Please set down exactly the lines of the listing below from the line containing "Objective — one marker on every instance of the child's leg" through the line containing "photo below and", both lines included, leaving out all other lines.

Data excerpts Block Start

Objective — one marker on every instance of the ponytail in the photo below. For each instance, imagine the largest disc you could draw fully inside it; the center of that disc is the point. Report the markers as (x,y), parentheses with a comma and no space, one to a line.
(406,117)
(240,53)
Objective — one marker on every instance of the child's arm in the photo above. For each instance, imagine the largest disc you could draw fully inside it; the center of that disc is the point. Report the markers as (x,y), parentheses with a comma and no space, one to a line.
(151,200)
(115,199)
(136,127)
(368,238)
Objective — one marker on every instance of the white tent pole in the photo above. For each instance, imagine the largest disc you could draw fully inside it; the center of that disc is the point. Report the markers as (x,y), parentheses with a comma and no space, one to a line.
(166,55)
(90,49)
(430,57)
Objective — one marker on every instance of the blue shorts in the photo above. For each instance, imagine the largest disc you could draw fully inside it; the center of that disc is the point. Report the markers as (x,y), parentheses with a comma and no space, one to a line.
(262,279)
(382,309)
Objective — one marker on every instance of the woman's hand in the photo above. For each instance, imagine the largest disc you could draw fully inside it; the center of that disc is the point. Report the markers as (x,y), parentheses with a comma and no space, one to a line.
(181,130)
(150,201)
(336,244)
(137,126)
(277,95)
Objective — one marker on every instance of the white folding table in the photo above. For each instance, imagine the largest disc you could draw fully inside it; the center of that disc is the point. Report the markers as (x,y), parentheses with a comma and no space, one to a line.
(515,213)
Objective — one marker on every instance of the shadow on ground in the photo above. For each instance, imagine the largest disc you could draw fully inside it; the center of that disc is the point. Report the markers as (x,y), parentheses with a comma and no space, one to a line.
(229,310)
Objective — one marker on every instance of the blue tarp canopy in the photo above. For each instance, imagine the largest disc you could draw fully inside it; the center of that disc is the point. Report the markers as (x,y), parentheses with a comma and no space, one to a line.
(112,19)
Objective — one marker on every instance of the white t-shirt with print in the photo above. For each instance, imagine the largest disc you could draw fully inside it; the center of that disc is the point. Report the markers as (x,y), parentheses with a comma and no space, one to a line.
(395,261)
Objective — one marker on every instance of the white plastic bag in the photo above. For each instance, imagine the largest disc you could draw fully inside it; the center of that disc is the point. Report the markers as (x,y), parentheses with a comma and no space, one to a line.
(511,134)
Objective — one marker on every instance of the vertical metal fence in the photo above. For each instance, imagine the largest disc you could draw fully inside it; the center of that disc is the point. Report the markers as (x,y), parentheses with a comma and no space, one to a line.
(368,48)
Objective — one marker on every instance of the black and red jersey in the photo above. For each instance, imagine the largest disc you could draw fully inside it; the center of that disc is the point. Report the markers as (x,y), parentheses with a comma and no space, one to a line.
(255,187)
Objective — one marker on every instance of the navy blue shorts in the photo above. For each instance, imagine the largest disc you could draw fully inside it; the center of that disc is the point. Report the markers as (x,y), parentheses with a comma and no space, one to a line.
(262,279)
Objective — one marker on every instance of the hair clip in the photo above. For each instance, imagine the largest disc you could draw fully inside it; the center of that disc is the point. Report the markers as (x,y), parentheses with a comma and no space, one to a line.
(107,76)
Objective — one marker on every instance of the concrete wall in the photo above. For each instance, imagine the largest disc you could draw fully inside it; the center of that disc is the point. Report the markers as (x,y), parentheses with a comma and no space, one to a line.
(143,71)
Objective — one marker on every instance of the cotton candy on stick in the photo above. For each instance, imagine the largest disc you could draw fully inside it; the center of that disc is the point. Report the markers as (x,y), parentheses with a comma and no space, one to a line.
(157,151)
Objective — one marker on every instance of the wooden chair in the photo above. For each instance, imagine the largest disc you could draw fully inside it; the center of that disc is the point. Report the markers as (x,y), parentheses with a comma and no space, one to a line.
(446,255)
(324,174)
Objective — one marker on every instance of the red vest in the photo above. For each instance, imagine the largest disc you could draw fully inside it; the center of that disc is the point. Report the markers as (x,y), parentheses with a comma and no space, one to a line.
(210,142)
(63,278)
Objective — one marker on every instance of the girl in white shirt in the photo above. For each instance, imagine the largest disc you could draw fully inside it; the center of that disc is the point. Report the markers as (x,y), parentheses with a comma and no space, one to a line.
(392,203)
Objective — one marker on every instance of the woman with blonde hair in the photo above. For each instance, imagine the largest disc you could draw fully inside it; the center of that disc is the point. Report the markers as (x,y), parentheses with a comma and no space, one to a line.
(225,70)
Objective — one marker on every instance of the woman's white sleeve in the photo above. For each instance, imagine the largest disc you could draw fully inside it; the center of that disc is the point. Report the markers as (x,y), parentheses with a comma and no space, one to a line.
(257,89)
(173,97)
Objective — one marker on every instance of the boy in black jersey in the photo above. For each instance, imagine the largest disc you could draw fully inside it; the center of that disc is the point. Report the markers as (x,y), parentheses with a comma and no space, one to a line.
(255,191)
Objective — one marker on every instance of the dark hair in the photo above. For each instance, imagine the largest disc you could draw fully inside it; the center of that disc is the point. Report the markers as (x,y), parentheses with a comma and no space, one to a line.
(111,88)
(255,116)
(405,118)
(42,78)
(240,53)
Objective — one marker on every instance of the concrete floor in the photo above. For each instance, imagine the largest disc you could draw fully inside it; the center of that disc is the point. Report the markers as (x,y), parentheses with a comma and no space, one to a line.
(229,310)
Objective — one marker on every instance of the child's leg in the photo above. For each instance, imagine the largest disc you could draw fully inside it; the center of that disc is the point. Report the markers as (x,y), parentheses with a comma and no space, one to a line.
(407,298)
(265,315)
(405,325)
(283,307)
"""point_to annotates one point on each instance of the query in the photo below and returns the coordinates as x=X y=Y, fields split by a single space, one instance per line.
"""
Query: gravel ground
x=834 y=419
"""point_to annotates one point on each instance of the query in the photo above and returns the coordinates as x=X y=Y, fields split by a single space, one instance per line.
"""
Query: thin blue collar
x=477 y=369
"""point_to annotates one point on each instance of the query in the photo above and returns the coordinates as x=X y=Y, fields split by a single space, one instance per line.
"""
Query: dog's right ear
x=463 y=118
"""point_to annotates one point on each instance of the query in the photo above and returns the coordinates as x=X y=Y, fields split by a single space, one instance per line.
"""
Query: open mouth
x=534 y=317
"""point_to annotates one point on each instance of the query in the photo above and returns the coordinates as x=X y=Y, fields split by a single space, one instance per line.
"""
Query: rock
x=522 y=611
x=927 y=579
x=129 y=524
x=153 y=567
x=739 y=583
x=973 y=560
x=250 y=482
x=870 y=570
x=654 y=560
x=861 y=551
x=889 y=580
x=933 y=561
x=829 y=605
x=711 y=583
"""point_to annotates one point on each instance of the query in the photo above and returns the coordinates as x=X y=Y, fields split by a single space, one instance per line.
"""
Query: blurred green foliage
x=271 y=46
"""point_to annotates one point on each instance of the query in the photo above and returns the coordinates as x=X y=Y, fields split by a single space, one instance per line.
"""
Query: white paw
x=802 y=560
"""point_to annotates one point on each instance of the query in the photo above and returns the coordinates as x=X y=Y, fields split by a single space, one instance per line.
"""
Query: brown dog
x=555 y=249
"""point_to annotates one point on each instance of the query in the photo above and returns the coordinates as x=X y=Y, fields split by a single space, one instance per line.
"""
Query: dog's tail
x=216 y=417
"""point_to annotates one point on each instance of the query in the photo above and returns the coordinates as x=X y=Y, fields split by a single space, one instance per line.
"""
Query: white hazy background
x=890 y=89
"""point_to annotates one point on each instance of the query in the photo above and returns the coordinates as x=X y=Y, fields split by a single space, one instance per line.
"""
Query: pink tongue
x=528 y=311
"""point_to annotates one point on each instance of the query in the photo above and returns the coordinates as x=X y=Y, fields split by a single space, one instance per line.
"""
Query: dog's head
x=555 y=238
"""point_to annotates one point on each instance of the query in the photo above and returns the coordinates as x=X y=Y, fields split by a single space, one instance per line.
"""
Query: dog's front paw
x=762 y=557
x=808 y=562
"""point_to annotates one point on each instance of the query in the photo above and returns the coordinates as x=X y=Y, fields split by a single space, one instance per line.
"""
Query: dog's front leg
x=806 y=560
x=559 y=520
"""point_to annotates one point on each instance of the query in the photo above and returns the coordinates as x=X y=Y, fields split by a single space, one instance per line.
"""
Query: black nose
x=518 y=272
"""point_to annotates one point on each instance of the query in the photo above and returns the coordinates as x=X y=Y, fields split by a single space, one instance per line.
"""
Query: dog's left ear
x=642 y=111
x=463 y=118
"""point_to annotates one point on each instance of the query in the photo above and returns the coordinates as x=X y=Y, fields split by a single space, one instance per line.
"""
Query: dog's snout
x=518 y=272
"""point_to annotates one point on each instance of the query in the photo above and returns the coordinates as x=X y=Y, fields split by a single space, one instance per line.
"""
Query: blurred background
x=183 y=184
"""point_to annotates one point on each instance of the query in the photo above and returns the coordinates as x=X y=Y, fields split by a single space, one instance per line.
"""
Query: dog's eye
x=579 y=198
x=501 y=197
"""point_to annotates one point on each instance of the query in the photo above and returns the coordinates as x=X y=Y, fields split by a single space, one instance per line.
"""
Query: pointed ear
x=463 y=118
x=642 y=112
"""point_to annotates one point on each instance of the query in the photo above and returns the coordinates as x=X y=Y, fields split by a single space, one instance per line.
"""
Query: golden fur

Data excerpts Block End

## [Task result]
Objective — one marker on every instance of the child's leg in the photo above. For each instance, imagine the largest disc you could draw fully inside it; the center of that disc is the point. Report the markers as (x,y), parentheses with a comma and no space, one to a line.
(407,298)
(265,315)
(405,325)
(283,307)
"""point_to annotates one point on each instance of the query in the photo below and returns the coordinates as x=X y=Y, fields split by a single space, one instance per line.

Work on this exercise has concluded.